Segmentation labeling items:
━━━━━━━━━━

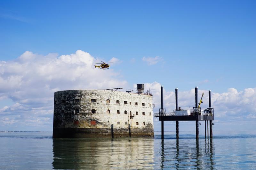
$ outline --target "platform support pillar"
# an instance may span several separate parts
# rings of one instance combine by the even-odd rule
[[[199,139],[199,124],[197,120],[196,121],[196,138],[197,139]]]
[[[212,121],[210,121],[210,138],[212,138]]]
[[[195,92],[196,92],[196,107],[198,108],[198,87],[195,87]],[[198,111],[197,110],[197,111]],[[199,139],[199,124],[198,124],[198,118],[197,117],[197,113],[196,113],[196,139]]]
[[[176,121],[176,138],[178,138],[180,137],[179,135],[179,121]]]
[[[206,139],[206,121],[204,121],[204,133],[205,134],[205,139]]]
[[[209,138],[209,125],[208,124],[209,121],[207,121],[207,138]]]
[[[161,108],[164,108],[164,86],[161,86]],[[164,121],[161,121],[161,138],[164,139]]]
[[[175,103],[176,110],[179,110],[179,97],[178,96],[178,88],[175,89]],[[176,121],[176,138],[179,137],[179,121]]]
[[[212,97],[211,90],[209,90],[209,107],[212,108]],[[211,113],[212,111],[211,110]],[[212,121],[210,121],[210,138],[212,138]]]

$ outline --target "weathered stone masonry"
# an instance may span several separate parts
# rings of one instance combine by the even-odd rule
[[[54,93],[53,138],[154,136],[152,96],[109,90]]]

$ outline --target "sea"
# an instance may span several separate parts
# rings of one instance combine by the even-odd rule
[[[203,132],[203,133],[202,133]],[[155,132],[154,138],[52,139],[0,132],[1,169],[256,169],[256,132]]]

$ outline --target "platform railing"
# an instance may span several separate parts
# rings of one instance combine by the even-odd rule
[[[165,113],[155,113],[154,116],[155,117],[161,116],[175,116],[175,113],[173,112]]]

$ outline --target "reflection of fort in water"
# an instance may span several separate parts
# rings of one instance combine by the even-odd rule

━━━━━━━━━━

→ What is required:
Collect each line in the items above that contains the string "target", treating uppercase and lowercase as different.

→ Task answer:
$ outline --target "platform support pillar"
$ outline --target "weathered stone masonry"
$ outline --target "sea"
$ outline --target "platform railing"
$ outline --target "reflection of fort in water"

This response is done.